▶ **EXERCISE SET**
1/ In the source text on Xuanwu Lake, turn the paragraph beginning "Xuanwu Lake () is located in Xuanwu District" into a short bulleted list that keeps its main facts.
2/ According to the text on Xuanwu Lake, during which dynasty was the lake used for naval battle exercises?
3/ Write the next part of the text on Xuanwu Lake, picking up after its final sentence.

▶ **SOURCE TEXT**
»»

Xuanwu Lake () is located in Xuanwu District in the central-northeast part of Nanjing, Jiangsu. It is near the Nanjing Railway Station and Jiming Temple. Five islands within the lake are interconnected by arched bridges. Within the park are temples, pagodas, pavilions, gardens, teahouses, restaurants, entertainment venues, a small zoo, and other attractions. Its main entrance is the Xuanwu Gate.

History
The lake was formed, according to geologists, when tectonic plates shifted and created Mount Yanshan. A legend is that Emperor Sun Quan (182–252) settled in the Nanjing area and he had the lake created and filled with water. The lake was named for a black dragon, believed to be a water god by Chinese Taoists, from a Southern dynasty (420-859) legend. The dragon, seen in the lake, looked like a tortoise and a snake and was named Xuanwu, meaning black tortoise.

During the Six Dynasties period (222–859) a garden on a basaltic site was created, which is now considered one of the most scenic places in the park. The area was used for hunting and training by the emperor's family members.

Also called "Military Rehearsal Lake", the lake was used for naval battle exercises during the Song dynasty (960–1279). The "Yellow Book Storage", or the "Yellow Register Archives", was built there in the beginning of the Ming dynasty (1368-1644), and it was thus made an imperial garden and "forbidden land".

««

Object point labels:

»»

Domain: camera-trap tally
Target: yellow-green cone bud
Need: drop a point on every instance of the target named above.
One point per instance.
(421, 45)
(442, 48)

««

▶ **TASK-BY-TASK ANSWERS**
1/
- Location: Xuanwu District, central-northeast Nanjing, Jiangsu
- Nearby: Nanjing Railway Station and Jiming Temple
- Five islands in the lake, linked by arched bridges
- Park features: temples, pagodas, pavilions, gardens, teahouses, restaurants, entertainment venues, a small zoo, and other attractions
- Main entrance: Xuanwu Gate

2/ The Song dynasty (960–1279).

3/
The lake and surrounding area was made into a park in 1911 after the end of the Qing dynasty. It was renamed from Yuanwu Lake Park to "Continental Park" in 1928 and officially made Xuanwu Lake Park in 1935. A plan was made for the 2005 creation of the Li Yu Cultural Park, Garden Park, Qingyinge pavilion and an immortality garden.

Description
The main entrance to the Xuanwu Lake Park is through Xuanwu Gate, which is part of the Nanjing City Wall that borders the south and east portions of the park and Ji Ming Temple is in its southwestern area. The Zifeng Tower overlooks the lake. The 444 hectare lake is  in circumference. Xuanwu Lake has a surface area of 3.78 square kilometers. In recent years, the amount of water diverted from the upper reaches of Xuanwu Lake has increased, and the water quality has improved, supporting many creatures.

Park
Xuanwu Lake Park (), once an imperial lake garden, is now a city park. In the spring, the pink cherry blossom trees are in bloom. Summer visitors experience emerald lotus leaves, flowers, and "a peaceful haven of weeping willows" followed by red maples and golden ginkgos in the fall. Arch bridges connect five islands. The "Autumn Chrysanthemum of Liang Islet" has the Lake God Temple, Wenji Pavilion, the Peony Garden, Bonsai Museum, and a fish pond. The "Flowers Sea of Ying Islet" is sanctuary to more than 200 rare species of birds. An entertainment venue, including a bandstand, is located on "Green Islet." The "Willows and Smokes of Huanzhou Islet" has a playground for children. The fifth island is the "Clouds and Mists of Ling Islet".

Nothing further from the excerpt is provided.